• _VEREISTEN_: Waarom is er volgens de tekst over de G1000 hieronder dringend nood aan "democratische zuurstof"? Beantwoord dit in één tot drie zinnen.

Home

G1000, een experiment dat veel te lang is uitgebleven

De G1000 in Brussel is een experiment geworden dat veel te lang is uitgebleven. Het verdient vooral veel opvolging en navolging, zeker nu de democratie en de politieke besluitvorming zoveel averij heeft opgelopen en vooral onmacht tentoonspreidt. Bedenkingen bij een G1000 van een heel geïnteresseerde aanwezige.

Dat er, naast tal van crises, ook een crisis van de democratie woedt in onze samenlevingen, is bijna een open deur intrappen. In Vlaanderen, België, Europa én op het mondiale niveau slagen volksvertegenwoordigers en regeringen er niet in antwoorden te vinden op de meest diverse problemen, van klimaat tot eerlijke verdeling van de welvaart.

Van vertegenwoordigende en dialogische democratie

Dus is er dringend nood aan democratische zuurstof voor onze samenlevingen, en is het een prima zaak dat er initiatieven zijn om de vertegenwoordigende democratie aan te vullen, bij te staan, te verdiepen. De G1000 – ook al is het eigenlijk een wat minder talrijke G704 - bewijst dat er tal van mensen bereid zijn om zich te engageren in een oefening in dialogische democratie. Wie tussen de vele tafels loopt en zijn oor te luisteren legt, merkt snel de ernst waarmee de aanwezigen participeren. Hier is een pak maatschappelijke energie verzameld, en alleen dat reeds is een puike prestatie.

• _DATASETGEGEVENS_:
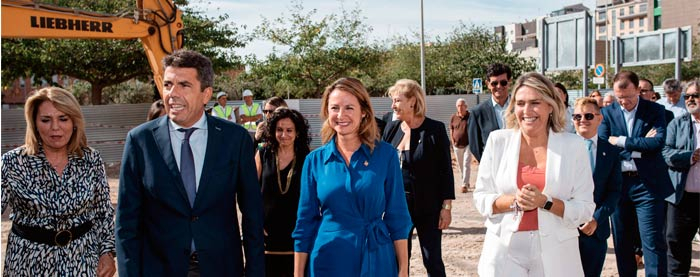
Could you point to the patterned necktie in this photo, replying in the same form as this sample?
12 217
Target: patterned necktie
589 146
187 171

• _RESULTAAT_: Er woedt een crisis van de democratie. In Vlaanderen, België, Europa en op mondiaal niveau slagen volksvertegenwoordigers en regeringen er niet in antwoorden te vinden op uiteenlopende problemen, van klimaat tot een eerlijke verdeling van de welvaart.